## Aşağıdakileri tamamlayın
1 - Roman yorumundaki "Acaba yine içimde nasıl oyuklar" diye başlayan paragrafı, ana bilgilerini koruyarak daha kısa biçimde yeniden yazar mısın?
2 - Roman yorumunu son cümlesinden sonra devam ettirir misin?

## Gösterilen metin
----------------
Acaba yine içimde nasıl oyuklar açacak diye başladığım bir Tarık Tufan romanı. Ve tabi ki bu sefer de şaşırtmadı. Birbirinden bağımsız karakterlerin hayatlarının iç içe geçmesiyle yaşanan olayların anlatımını görüyoruz kitapta. Şeyh babasının ölümü ile isimsiz kahramanımızı üç dervişin  ziyaret etmesiyle başlıyor hikaye. Aynı gün içerisinde düğün salonunda çalışan eski arkadaşı Rüstem'in düğünden kaçırdığı gelin ile evine gelmesi işlerin karmaşık hal almasının başlangıcı oluyor. Geçmiş ve günümüz arasında gidip gelmelerle karakterler birbirine bağlanıyor. Üniversiteye başladığı yıl isimsiz kahramanımız annesini kaybediyor. Okulun dergisini çıkaran Eda, bir gün yanına gelerek annesinin ölümü hakkında hissettiklerini anlatan bir yazı yazmasını rica ediyor. Yazarın anne betimlemelerinin oyukların en derini olduğunu söylemeden geçemeyeceğim. Annesinin ölümü sebebiyle tanıştığı Eda'ya gönlünü kaptırıyor. Eda'dan önceki bütün hayatını yok sayıyor ve babasının yanından ayrılıyor. Ayrı eve çıkıyor, farklı işlere girip çıkıyor, alışkanlıklarını değiştiriyor. Eda ise başka birine aşık. Kendisi nasıl Eda'ya aşıksa, Eda da aynı şekilde Savaş'a aşık. Kitapta en çok kızdığım karakter Eda sanırım. Hem çok kızıp hem de en çok anladığım karakter de diyebilirim. Hep iyiyi görmeye çalışıyor ama kaybeden hep kendisi oluyor. Gelelim kitapta en çok sevdiğim karakter olan Baki Semih'e. Baki Semih dergahtaki dervişlerden biri ve gerçek adı Ayhan. Geçmişinde çok zengin ve bohem bir hayat yaşayan karakterimiz aşk yüzünden hayatın sillesini yedikten sonra kendini dergaha kapatıyor. Şeyhin kendisine verdiği Baki Semih adını kullanmaya başllyor. Herkesin hayatında bir Baki Semih olmalı dediğimiz bir karakter. Nasıl oluyorsa isimsiz kahramanımızın her zor anında yanında ve onu her türlü çıkmaz sokaktan kurtarıyor. Adeta onun gölgesi oluyor. Aslında isimsiz kahraman ile Baki Semih'in hayatlarının birbirine ne kadar çok benzediğini kitabın sonuna doğru anlıyoruz. Aşk, Allah aşkı, sevap-günah, hakikat-yalan, gerçeklik- rüya gibi konuların hep birlikte işlendiği bu kitap Tarık Tufan serisinin olduğu rafta özenle yerini aldı. İnsan aşık olduğu zaman gözünün gördüğüne inanmıyor maalesef. Bu kadın için de erkek için de aynı.. (Neslihan C.)
----------------
## Ham veriler
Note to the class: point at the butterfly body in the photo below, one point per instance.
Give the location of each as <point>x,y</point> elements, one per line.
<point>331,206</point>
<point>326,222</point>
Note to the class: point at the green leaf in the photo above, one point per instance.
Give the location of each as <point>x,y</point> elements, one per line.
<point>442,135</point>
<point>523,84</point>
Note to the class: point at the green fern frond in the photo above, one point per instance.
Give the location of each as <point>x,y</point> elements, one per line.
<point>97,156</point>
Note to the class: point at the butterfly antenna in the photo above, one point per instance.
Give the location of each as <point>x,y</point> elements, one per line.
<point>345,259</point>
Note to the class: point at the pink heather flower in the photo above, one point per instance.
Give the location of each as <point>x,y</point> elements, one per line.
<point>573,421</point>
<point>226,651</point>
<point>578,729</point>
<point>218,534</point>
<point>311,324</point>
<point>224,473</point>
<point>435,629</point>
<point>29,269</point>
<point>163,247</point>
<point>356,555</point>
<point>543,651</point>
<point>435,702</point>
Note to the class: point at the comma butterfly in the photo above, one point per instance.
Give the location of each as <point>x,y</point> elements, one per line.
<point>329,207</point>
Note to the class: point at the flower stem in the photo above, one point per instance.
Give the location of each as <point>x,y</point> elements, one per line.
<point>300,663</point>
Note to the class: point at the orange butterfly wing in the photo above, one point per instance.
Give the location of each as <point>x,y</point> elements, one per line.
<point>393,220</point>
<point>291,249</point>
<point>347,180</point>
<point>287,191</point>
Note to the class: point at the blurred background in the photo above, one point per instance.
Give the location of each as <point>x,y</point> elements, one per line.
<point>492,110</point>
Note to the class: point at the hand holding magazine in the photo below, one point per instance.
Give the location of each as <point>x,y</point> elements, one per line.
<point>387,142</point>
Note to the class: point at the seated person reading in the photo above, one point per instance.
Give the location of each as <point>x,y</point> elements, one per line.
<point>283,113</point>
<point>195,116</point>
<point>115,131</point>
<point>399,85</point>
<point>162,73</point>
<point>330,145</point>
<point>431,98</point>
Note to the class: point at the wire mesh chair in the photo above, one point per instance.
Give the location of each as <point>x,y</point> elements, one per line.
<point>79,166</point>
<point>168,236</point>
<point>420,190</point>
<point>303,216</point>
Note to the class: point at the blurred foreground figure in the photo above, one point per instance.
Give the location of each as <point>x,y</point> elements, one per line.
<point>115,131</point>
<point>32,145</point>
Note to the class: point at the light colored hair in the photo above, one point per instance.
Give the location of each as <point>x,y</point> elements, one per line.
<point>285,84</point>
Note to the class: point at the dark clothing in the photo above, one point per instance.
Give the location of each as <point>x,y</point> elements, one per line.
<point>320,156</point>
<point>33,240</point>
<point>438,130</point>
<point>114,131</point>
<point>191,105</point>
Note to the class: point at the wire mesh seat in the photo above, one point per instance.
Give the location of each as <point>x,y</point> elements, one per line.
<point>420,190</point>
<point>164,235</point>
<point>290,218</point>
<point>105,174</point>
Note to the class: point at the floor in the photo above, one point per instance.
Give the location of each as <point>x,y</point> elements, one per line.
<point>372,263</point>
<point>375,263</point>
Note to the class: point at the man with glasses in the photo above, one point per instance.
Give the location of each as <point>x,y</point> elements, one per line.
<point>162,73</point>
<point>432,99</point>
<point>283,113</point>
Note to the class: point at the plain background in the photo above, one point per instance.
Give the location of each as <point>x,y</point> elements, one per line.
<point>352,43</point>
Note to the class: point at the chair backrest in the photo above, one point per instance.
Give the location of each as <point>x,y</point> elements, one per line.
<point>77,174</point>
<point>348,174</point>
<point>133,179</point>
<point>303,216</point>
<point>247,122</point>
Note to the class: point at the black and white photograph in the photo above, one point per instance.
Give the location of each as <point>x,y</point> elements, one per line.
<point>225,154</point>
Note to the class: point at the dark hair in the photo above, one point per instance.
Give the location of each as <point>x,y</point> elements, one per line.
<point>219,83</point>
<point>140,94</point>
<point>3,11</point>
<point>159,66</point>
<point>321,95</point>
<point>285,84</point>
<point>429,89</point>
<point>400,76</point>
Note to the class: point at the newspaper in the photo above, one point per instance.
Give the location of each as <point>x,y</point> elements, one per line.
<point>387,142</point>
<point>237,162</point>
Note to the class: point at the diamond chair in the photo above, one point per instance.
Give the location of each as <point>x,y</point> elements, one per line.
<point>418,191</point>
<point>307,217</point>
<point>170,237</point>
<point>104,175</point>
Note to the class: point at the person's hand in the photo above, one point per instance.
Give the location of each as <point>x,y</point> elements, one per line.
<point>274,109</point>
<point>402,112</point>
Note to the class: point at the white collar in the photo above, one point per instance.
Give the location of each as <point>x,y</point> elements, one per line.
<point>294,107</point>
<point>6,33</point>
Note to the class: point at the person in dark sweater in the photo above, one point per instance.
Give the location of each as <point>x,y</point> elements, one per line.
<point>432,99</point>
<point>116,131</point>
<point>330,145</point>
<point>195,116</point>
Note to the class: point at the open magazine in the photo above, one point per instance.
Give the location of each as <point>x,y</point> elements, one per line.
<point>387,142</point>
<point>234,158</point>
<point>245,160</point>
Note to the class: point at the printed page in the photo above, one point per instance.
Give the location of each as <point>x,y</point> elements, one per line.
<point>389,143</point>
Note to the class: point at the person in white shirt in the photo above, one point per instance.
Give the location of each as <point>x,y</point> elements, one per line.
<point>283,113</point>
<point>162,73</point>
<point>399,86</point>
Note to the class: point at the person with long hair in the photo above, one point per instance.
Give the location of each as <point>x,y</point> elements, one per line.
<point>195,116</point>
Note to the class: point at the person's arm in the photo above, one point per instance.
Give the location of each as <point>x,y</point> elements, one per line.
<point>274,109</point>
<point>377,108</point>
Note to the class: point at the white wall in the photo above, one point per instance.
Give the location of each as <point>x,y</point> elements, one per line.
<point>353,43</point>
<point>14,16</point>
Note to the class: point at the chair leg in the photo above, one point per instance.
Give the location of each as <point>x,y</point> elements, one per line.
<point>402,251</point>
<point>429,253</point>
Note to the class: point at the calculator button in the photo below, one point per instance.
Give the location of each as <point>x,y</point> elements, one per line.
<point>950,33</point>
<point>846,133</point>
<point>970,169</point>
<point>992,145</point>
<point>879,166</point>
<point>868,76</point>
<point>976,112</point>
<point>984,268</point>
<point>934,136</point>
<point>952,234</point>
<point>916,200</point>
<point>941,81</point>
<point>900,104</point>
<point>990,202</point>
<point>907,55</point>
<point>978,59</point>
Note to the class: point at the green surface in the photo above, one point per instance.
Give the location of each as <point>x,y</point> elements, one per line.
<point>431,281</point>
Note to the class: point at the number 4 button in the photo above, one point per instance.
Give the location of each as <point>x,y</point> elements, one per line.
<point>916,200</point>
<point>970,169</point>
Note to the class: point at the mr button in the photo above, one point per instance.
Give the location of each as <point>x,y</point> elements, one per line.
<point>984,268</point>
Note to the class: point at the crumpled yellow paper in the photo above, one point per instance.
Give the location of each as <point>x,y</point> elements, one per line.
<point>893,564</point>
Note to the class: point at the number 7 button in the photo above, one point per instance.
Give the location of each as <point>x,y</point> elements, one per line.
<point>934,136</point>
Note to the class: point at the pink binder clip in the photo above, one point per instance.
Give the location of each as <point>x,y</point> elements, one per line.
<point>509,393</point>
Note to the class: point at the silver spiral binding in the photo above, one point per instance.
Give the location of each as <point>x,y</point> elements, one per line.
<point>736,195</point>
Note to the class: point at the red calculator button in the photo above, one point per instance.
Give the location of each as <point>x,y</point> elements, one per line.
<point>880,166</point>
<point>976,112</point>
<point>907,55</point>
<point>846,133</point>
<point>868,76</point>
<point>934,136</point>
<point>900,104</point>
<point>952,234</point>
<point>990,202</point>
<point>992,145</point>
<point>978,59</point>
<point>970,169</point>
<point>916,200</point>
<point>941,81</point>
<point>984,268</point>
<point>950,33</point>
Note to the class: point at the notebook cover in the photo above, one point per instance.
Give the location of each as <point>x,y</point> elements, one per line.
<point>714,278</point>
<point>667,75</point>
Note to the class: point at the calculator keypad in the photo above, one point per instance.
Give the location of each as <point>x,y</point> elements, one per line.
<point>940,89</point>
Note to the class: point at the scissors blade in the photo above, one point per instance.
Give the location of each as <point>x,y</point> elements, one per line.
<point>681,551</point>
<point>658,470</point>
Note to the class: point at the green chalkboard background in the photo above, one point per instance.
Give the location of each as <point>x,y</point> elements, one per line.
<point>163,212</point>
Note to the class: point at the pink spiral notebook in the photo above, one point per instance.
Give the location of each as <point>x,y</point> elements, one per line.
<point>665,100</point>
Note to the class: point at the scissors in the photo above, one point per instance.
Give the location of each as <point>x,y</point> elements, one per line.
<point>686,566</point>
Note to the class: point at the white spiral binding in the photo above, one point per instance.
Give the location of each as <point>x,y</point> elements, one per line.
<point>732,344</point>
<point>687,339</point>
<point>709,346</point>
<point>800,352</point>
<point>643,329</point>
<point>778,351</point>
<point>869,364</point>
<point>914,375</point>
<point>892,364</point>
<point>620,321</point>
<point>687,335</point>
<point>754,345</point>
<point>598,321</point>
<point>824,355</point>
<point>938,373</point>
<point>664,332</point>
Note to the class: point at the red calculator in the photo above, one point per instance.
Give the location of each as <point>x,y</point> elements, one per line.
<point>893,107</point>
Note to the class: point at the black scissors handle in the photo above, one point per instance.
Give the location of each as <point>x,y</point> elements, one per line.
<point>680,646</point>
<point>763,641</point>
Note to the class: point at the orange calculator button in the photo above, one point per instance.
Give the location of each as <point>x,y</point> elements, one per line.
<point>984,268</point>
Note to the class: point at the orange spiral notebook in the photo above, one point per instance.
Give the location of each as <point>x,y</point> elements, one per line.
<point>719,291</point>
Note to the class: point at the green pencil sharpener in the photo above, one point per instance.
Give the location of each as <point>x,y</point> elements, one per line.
----------------
## Görevlerin cevapları
1 -
Tarık Tufan'ın bu romanı da beklentiyi boşa çıkarmıyor. Kitap, birbirinden bağımsız karakterlerin iç içe geçen hayatlarını anlatıyor. Hikâye, şeyh babasını kaybeden isimsiz kahramanın üç derviş tarafından ziyaret edilmesiyle başlıyor. Aynı gün, düğün salonunda çalışan eski arkadaşı Rüstem'in düğünden kaçırdığı gelinle eve gelmesi işleri karıştırıyor. Geçmişle günümüz arasında gidip gelen anlatımda karakterler birbirine bağlanıyor.

Kahraman, üniversitenin ilk yılında annesini kaybediyor. Okul dergisini çıkaran Eda, ondan bu ölüm üzerine bir yazı istiyor. Kahraman Eda'ya âşık oluyor, önceki hayatını geride bırakıp babasının yanından ayrılıyor. Eda ise Savaş'a âşık. Yorumcu en çok Eda'ya kızıyor ama onu en iyi anladığı karakter de o. Eda hep iyiyi görmeye çalışıyor, yine de kaybeden hep kendisi oluyor.

Yorumcunun en sevdiği karakter, asıl adı Ayhan olan derviş Baki Semih. Zengin ve bohem bir geçmişi olan Baki Semih, aşk yüzünden hayatın sillesini yedikten sonra kendini dergâha kapatmış. Kahramanın her zor anında yanında oluyor. Kitabın sonuna doğru ikisinin hayatlarının birbirine çok benzediği anlaşılıyor.

Aşk, Allah aşkı, sevap-günah, hakikat-yalan ve gerçeklik-rüya gibi konuları işleyen kitap, Tarık Tufan rafında yerini alıyor.

2 -
Kitabın Yazarı Tarık Tufan Kimdir?

Tarık Tufan 5 Haziran 1973 yılında İstanbul'da doğdu. Kabataş Erkek Lisesi ve İstanbul Üniversitesi Felsefe Bölümünü bitirdi. Marmara Üniversitesi Ortadoğu ve İslam Ülkeleri Enstitüsü Sosyoloji Bölümünde yüksek lisans eğitimini tamamladı. Çeşitli gazete ve dergilerde yazıları yayınlanmakta ve bazı televizyon kanallarında edebiyat-sohbet türünde programlar sunmaktadır. Yayımlanmış beş adet kitabının yanı sıra Uzak İhtimal ve Yozgat Blues filmlerinin senaristlerindendir.

Edebiyat alanında beş adet kitabı mevcuttur. Kitaplarında, günlük hayat içinde insanın varoluş, kimlik sorunlarını irdeler. Uzak İhtimal ve Yozgat Blues'un senaristlerindendir. Kitaplarındaki zarif ve naif anlatım üslubunu senarist olduğu filmlerde de görmek mümkündür. "Uzak İhtimal" filmiyle 2009 yılında İstanbul Film Festivali'nde "En İyi Senaryo" ödülünü kazanmıştır. Uzak İhtimal'in ardından senaryosunu yazdığı "Yozgat Blues" filmiyle 2013 yılında Altın Koza Film Festivali'nde "En İyi Senaryo" ödülüne layık görülmüştür.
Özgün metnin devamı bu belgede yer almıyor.